* Texto fuente *

*-*-*

Andrés Manuel López Obrador –AMLO–, presidente electo de México, tomará posesión de su cargo el 1 de diciembre, fecha tradicional del inicio del sexenio presidencial. El pronóstico que venían marcando las encuestas sobre el vencedor de las elecciones se ha cumplido, aunque no ha dejado de sorprender el gran apoyo recibido de los electores –un 53% de los votos emitidos– del candidato de la izquierda (marca MORENA). Este excelente resultado convierte a López Obrador en el presidente con mayor respaldo popular desde que, en el año 2000, se inauguró la verdadera competencia electoral. Entonces, con la victoria de Vicente Fox y la derrota del candidato oficial, Francisco Labastida, se ponía fin al régimen del Partido Revolucionario Institucional (PRI), que, esta vez, renunció a la intervención y acató el veredicto de las urnas. El resultado fue avalado por el recién creado Instituto Federal electoral. La independencia del IFE se ha consolidado estos años.

*-*-*

Extracto del conjunto de datos
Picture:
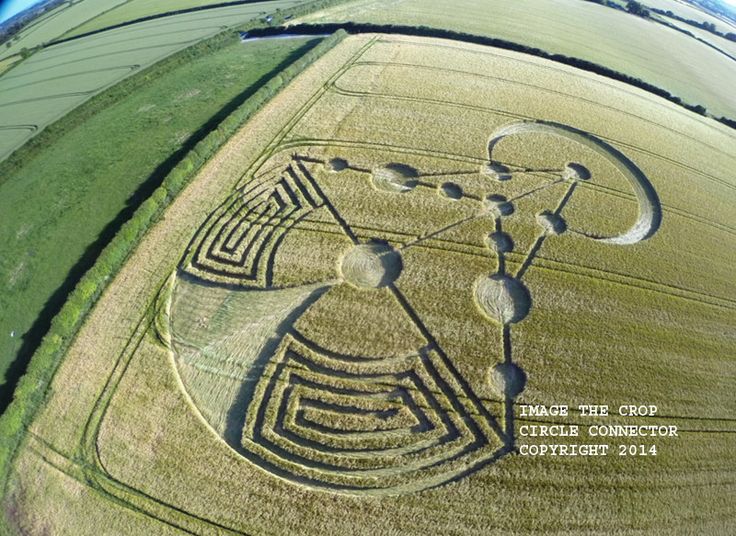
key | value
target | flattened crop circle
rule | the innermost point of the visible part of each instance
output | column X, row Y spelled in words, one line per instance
column 505, row 299
column 371, row 265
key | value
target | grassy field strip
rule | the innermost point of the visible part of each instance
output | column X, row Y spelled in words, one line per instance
column 136, row 9
column 627, row 44
column 541, row 261
column 275, row 144
column 33, row 94
column 388, row 96
column 55, row 23
column 282, row 106
column 174, row 110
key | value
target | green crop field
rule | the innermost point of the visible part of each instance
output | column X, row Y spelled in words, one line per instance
column 137, row 9
column 687, row 11
column 628, row 44
column 48, row 237
column 331, row 329
column 52, row 24
column 57, row 79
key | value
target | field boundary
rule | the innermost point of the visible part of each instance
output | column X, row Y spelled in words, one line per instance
column 426, row 31
column 33, row 387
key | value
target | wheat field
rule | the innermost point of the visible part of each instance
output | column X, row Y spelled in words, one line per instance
column 332, row 328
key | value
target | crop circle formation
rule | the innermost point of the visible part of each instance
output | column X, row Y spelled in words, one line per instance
column 376, row 405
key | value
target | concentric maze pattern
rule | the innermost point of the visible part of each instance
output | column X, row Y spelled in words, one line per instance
column 387, row 411
column 239, row 244
column 405, row 423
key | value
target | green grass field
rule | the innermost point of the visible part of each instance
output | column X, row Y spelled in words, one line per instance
column 55, row 23
column 687, row 11
column 137, row 9
column 57, row 79
column 628, row 44
column 331, row 328
column 101, row 170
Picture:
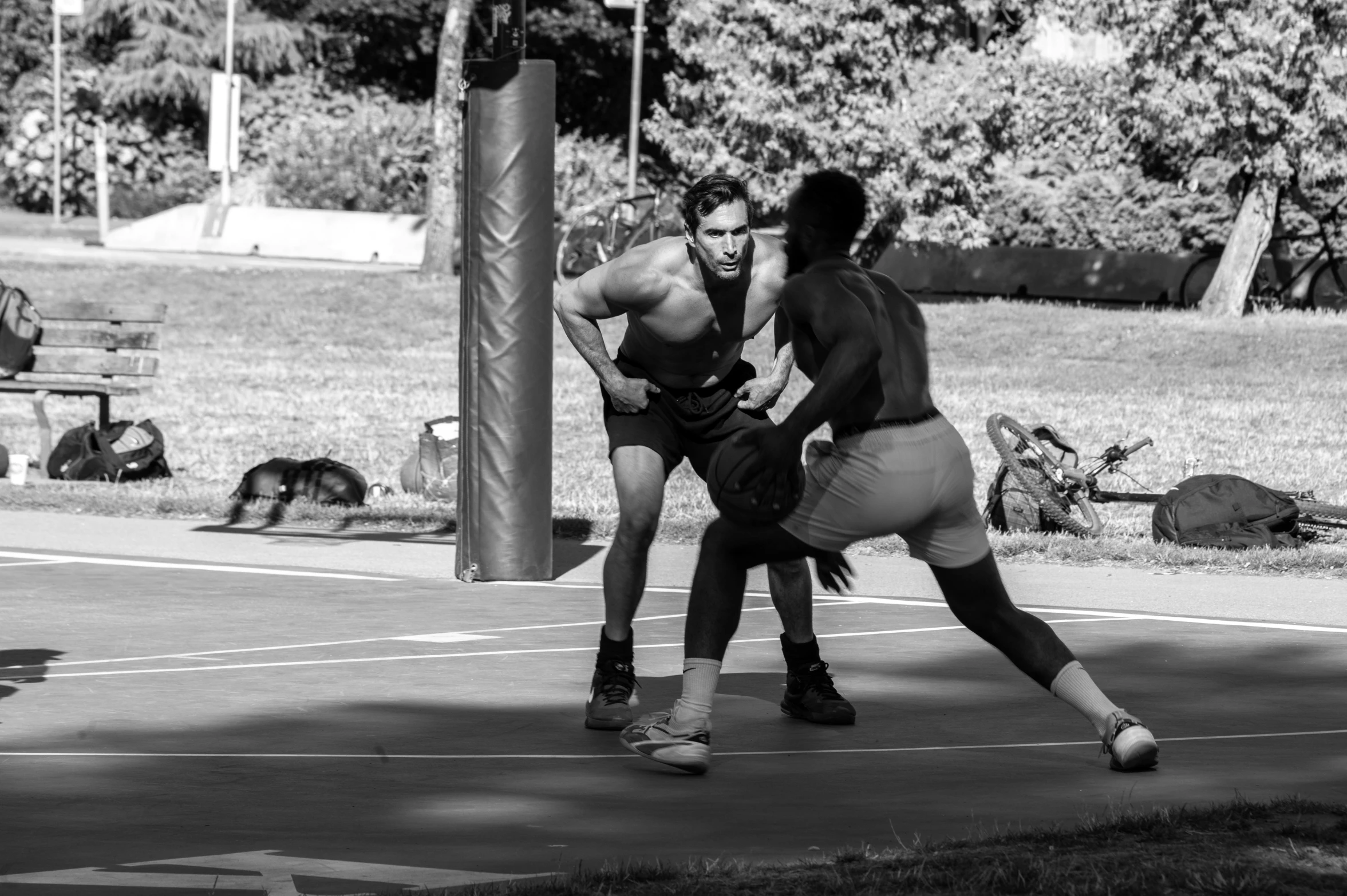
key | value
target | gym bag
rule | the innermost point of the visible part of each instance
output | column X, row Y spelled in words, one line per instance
column 1219, row 510
column 321, row 481
column 121, row 453
column 433, row 471
column 19, row 328
column 1013, row 509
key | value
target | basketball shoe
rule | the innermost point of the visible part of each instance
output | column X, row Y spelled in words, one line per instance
column 657, row 738
column 1131, row 746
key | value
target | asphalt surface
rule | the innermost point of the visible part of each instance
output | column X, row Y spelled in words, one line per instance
column 228, row 727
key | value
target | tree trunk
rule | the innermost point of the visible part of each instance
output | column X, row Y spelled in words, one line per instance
column 1239, row 261
column 442, row 197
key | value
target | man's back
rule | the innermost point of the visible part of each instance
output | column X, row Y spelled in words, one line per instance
column 900, row 387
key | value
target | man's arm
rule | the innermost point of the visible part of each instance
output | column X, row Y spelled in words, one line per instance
column 605, row 292
column 763, row 392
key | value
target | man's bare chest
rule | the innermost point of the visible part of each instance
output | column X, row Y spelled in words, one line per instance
column 689, row 318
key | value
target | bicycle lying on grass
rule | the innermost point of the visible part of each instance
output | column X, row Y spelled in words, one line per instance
column 601, row 232
column 1069, row 494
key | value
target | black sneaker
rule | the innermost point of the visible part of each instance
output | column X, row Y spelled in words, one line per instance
column 611, row 696
column 811, row 696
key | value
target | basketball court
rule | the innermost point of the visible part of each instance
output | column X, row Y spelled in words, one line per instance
column 176, row 725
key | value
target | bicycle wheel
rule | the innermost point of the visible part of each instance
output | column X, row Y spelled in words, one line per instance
column 1021, row 453
column 1317, row 513
column 1196, row 280
column 1329, row 288
column 582, row 247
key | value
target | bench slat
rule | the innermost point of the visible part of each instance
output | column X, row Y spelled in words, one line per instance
column 147, row 312
column 104, row 365
column 27, row 382
column 97, row 338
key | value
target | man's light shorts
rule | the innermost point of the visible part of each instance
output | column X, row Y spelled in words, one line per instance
column 910, row 481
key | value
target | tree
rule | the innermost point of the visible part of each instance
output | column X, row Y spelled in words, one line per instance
column 1261, row 84
column 161, row 53
column 769, row 89
column 442, row 194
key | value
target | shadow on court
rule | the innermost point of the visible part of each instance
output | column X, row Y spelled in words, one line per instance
column 373, row 802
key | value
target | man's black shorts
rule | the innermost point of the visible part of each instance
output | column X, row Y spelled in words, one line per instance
column 684, row 423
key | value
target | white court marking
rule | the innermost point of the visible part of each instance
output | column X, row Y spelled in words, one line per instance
column 729, row 752
column 488, row 653
column 155, row 564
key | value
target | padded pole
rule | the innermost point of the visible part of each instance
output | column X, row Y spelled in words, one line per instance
column 505, row 337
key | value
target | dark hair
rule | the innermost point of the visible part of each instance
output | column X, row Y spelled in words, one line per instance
column 709, row 194
column 834, row 202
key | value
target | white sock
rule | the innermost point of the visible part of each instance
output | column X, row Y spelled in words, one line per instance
column 1075, row 687
column 694, row 708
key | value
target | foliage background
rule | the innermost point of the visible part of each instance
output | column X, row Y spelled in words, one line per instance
column 962, row 125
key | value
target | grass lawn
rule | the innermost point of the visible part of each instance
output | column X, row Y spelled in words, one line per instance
column 1287, row 847
column 302, row 364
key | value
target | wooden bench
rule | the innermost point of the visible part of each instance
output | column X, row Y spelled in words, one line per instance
column 89, row 349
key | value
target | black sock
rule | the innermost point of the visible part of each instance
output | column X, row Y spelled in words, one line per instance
column 798, row 656
column 619, row 650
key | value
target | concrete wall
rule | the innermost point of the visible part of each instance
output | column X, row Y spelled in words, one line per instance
column 279, row 233
column 1048, row 273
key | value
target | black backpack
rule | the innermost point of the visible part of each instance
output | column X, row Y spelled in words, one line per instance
column 1220, row 510
column 121, row 453
column 283, row 479
column 19, row 328
column 1013, row 509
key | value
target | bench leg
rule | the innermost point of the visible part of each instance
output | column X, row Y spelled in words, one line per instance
column 39, row 409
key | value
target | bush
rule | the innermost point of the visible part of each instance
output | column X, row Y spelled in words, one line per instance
column 149, row 171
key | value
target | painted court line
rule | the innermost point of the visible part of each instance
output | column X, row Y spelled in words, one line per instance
column 483, row 653
column 740, row 752
column 460, row 636
column 155, row 564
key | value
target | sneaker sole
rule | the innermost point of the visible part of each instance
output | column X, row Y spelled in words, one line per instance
column 607, row 724
column 838, row 717
column 1141, row 752
column 692, row 758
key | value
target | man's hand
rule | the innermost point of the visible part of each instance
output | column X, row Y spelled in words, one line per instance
column 760, row 393
column 834, row 572
column 630, row 395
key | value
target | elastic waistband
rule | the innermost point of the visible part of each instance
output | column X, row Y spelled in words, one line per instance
column 856, row 430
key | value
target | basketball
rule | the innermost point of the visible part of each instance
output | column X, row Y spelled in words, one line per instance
column 734, row 497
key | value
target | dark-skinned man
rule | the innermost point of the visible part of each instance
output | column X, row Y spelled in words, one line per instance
column 895, row 466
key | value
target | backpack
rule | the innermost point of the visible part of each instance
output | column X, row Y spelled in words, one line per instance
column 283, row 479
column 433, row 471
column 19, row 328
column 1219, row 510
column 121, row 453
column 1013, row 509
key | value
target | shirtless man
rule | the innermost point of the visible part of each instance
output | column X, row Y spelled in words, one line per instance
column 898, row 466
column 678, row 389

*-*-*

* Instrucciones *
A) Resume en forma de lista el párrafo del texto sobre la elección de López Obrador que empieza con «Andrés Manuel López Obrador –AMLO–», y conserva sus datos principales.
B) Sigue escribiendo el texto sobre la elección de López Obrador a partir de su última oración.
El listado no tiene nada que ver con esto.

* Respuestas por tarea *
A)
- Andrés Manuel López Obrador (AMLO), presidente electo de México, tomará posesión el 1 de diciembre, fecha tradicional del inicio del sexenio.
- Ganó como preveían las encuestas. Aun así, sorprendió el gran apoyo que recibió como candidato de la izquierda (MORENA): un 53% de los votos emitidos.
- Es el presidente con mayor respaldo popular desde el año 2000, cuando empezó la verdadera competencia electoral.
- Ese año ganó Vicente Fox y perdió el candidato oficial, Francisco Labastida. Así terminó el régimen del PRI, que no intervino y aceptó el resultado de las urnas.
- El resultado lo avaló el recién creado Instituto Federal Electoral (IFE), cuya independencia se ha consolidado en estos años.

B)
El resultado de las elecciones del 1 de julio tiene también la novedad, que bien puede calificarse de histórica, de colocar en la presidencia a un candidato que se presenta con un discurso netamente de izquierdas. La victoria conseguida por AMLO contrasta con el severo correctivo infligido a sus rivales: el candidato de la derecha (PAN), Ricardo Anaya, que se queda a veinte puntos, y el candidato del centro (PRI), José Antonio Meade, que se hunde en un poco relevante 15% de los sufragios. Hay que señalar que, dada la complejidad y proporciones del sistema político mexicano, las etiquetas políticas, de corte “europeo”, deben ser tomadas como meramente indicativas.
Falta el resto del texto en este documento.